==== DATA TO USE

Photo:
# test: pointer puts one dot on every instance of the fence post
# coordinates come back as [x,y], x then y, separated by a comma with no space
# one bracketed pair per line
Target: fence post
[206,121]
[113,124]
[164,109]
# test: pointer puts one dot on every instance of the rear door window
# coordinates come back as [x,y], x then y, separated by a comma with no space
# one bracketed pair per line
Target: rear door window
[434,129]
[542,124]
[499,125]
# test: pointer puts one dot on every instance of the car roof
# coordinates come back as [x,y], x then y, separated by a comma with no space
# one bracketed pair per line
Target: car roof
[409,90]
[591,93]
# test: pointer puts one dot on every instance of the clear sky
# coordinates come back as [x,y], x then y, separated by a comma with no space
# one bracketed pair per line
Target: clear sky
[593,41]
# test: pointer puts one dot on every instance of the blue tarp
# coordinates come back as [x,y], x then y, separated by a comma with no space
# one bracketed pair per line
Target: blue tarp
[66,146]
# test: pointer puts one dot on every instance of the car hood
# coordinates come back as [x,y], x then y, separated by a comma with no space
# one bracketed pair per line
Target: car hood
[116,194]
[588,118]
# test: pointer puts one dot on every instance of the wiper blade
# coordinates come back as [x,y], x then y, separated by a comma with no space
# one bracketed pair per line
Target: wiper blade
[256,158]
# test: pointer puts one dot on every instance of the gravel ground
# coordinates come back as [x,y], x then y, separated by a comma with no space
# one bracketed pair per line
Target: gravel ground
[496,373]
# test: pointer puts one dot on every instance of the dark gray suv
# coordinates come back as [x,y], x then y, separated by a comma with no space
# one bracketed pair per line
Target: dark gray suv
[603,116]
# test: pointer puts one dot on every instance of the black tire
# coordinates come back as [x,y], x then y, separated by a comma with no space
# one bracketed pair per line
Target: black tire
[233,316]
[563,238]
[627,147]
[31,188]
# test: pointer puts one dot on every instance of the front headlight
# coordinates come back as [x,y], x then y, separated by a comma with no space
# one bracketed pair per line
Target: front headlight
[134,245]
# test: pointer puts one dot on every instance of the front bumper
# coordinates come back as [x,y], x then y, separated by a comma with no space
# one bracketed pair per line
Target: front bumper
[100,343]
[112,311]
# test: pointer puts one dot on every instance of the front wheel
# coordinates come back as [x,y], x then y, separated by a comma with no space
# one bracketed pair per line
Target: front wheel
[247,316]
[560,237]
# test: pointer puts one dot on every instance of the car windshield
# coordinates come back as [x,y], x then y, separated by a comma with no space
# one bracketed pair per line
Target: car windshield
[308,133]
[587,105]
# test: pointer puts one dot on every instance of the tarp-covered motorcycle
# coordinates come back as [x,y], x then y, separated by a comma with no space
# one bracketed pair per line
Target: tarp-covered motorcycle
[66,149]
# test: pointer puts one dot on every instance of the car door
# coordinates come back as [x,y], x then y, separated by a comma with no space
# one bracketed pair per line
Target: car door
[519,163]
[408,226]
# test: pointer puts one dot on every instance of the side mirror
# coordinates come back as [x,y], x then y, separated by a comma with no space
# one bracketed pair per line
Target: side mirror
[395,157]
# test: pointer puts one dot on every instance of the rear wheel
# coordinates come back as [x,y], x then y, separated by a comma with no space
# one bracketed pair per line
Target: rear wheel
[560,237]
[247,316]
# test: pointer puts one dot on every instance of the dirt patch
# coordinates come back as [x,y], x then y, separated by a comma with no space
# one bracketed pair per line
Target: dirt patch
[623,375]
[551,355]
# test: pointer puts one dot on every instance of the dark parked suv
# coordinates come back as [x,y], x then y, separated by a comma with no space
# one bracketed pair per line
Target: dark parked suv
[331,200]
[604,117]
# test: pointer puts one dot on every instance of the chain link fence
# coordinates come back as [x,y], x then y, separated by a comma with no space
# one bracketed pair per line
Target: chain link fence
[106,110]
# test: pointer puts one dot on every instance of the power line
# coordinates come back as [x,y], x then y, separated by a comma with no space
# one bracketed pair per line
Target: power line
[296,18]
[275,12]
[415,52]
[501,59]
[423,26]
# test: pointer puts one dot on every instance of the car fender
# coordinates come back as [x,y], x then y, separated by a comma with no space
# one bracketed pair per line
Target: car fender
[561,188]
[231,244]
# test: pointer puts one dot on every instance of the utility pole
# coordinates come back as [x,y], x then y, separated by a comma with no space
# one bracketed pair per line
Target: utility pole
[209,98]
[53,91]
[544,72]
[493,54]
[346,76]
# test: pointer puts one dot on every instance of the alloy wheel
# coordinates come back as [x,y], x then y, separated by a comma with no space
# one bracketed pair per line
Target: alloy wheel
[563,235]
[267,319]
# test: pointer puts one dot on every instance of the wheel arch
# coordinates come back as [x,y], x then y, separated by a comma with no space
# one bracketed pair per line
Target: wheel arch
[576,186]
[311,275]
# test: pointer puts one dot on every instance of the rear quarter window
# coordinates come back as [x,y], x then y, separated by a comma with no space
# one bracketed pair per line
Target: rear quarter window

========

[TASK DESCRIPTION]: Rewrite every item above with "one bracketed pair per line" changed to "one bracketed coordinate pair on each line", keeping everything else the same.

[SOLUTION FOR THIS EXERCISE]:
Photo:
# test: pointer puts one dot on every instance of the fence post
# coordinates come back as [x,y], x then y, separated by a comma with no space
# one bracketed coordinate pair on each line
Target: fence post
[206,121]
[113,124]
[164,109]
# test: pointer puts one dot on every instance of the rear door window
# coordinates come back as [x,y], x then y, separated by a comma with no space
# one bracketed coordinate pair on each line
Target: rear door window
[434,129]
[542,124]
[499,125]
# test: pointer puts one dot on every instance of the car roof
# coordinates come back as [x,y], x then y, separated by a comma with no space
# one bracketed coordinate pair on each line
Target: car roof
[409,90]
[591,93]
# test: pointer puts one dot on every instance of the clear sky
# coordinates come back as [x,y], x then y, separated by a comma with no space
# one bracketed coordinate pair on each line
Target: clear sky
[593,41]
# test: pointer puts one dot on every instance of the blue tarp
# coordinates come back as [x,y], x then y, separated by a comma with no space
# one bracketed coordinate pair on each line
Target: blue tarp
[66,146]
# test: pointer puts one dot on every instance of the car hood
# coordinates come back as [x,y], x then y, separated by a comma with no space
# one bracketed coordinate pair on each line
Target: car hood
[116,194]
[588,118]
# test: pointer puts one dot on every instance of the wiper blade
# coordinates come back as [x,y], x then y, separated by a comma with no space
# one bracketed coordinate pair on each line
Target: wiper blade
[256,158]
# test: pointer puts one dot on every instance of the gravel ground
# coordinates come back as [x,y], x then y, separated by a comma with no space
# one bracketed coordinate pair on each line
Target: gravel ground
[496,373]
# test: pointer puts one dot on every instance of the dark gray suv
# coordinates come back as [x,y], x then y, separated by a comma with no space
# one bracketed coordinate pair on each line
Target: dark gray suv
[603,116]
# test: pointer puts one dot on every instance of the black tire
# coordinates come back as [x,y], x then y, separated by a comma with no space
# one bracketed coordinate pair on each line
Target: black tire
[233,316]
[563,238]
[627,147]
[31,188]
# test: pointer puts one dot on every instance of the front headlight
# coordinates come back as [x,y], x then y, separated by a comma with no space
# one bracketed coordinate pair on each line
Target: front headlight
[134,245]
# test: pointer puts one dot on every instance of the front bumper
# coordinates come back as [x,y], x then y, separated by a comma with no space
# one bracketed coordinate pair on each line
Target: front bumper
[100,343]
[112,311]
# test: pointer puts one dot on every instance of the front wheel
# coordinates come back as [x,y], x then y, separated by a comma with no space
# one bracketed coordinate pair on each line
Target: front wheel
[247,316]
[560,237]
# test: pointer puts one dot on every instance of the car windshield
# coordinates come back as [x,y], x then y, separated by a comma with no space
# one bracketed coordinate pair on each line
Target: car windshield
[308,133]
[587,105]
# test: pointer puts one dot on every instance of the tarp-covered motorcycle
# coordinates come back as [x,y], x then y, separated by a comma with no space
# one bracketed coordinate pair on each line
Target: tarp-covered motorcycle
[66,149]
# test: pointer puts one dot on every instance of the car door
# coordinates come back as [x,y], x then y, separated by a comma with no space
# one bracketed coordinate pair on each line
Target: car door
[519,163]
[408,226]
# test: pointer puts one dot on every instance of the side mirror
# coordinates come back as [x,y], x then y, separated by a comma with no space
# one bracketed coordinate pair on each line
Target: side mirror
[395,157]
# test: pointer puts one dot on every instance of the rear wheel
# coordinates come back as [x,y], x then y, separated by a comma with no space
# one bracketed coordinate pair on each line
Target: rear wheel
[560,237]
[247,316]
# test: pointer puts one dot on every instance of the dirt patch
# coordinates come back as [x,y], x then y, separated by a comma with no space
# one bracketed coordinate pair on each line
Target: dirt patch
[623,375]
[551,355]
# test: pointer puts one dot on every instance of the dark parked suv
# coordinates come back as [x,y], x then y, separated by a comma with no space
# one bracketed coordinate pair on each line
Target: dark parked suv
[331,200]
[604,117]
# test: pointer puts one dot on every instance of the chain link fence
# coordinates come back as [x,y], x then y, separated by a comma with no space
# one bracketed coordinate pair on each line
Target: chain link fence
[106,110]
# test: pointer puts one dot on every instance of the power line
# coordinates come back as [x,y], x then y, separated by a comma with no space
# one bracketed coordinate pair on each line
Target: power line
[296,18]
[275,12]
[415,52]
[501,59]
[423,26]
# test: pointer puts one dot on every instance of the car fender
# coordinates come back as [x,y], x then y, separated by a comma with no space
# one bracketed coordinate pair on each line
Target: car fender
[561,188]
[231,244]
# test: pointer puts one dot on every instance of the utility pole
# coordinates come back as [x,y], x then y, separated by a comma with no space
# one bracketed coordinate pair on each line
Target: utility pole
[209,98]
[53,91]
[544,72]
[493,54]
[346,76]
# test: pointer puts one dot on every instance of the alloy wheel
# coordinates come back as [x,y], x then y, separated by a comma with no space
# one bracketed coordinate pair on each line
Target: alloy wheel
[563,235]
[267,319]
# test: pointer puts one dot on every instance of the wheel arch
# coordinates come back as [x,y], x then y, separated by a comma with no space
# one bracketed coordinate pair on each line
Target: wheel arch
[576,186]
[311,275]
# test: pointer puts one dot on every instance of the rear quarter window
# coordinates come back as [x,y], x then y, separated by a comma with no space
# one bracketed coordinate pair on each line
Target: rear quarter window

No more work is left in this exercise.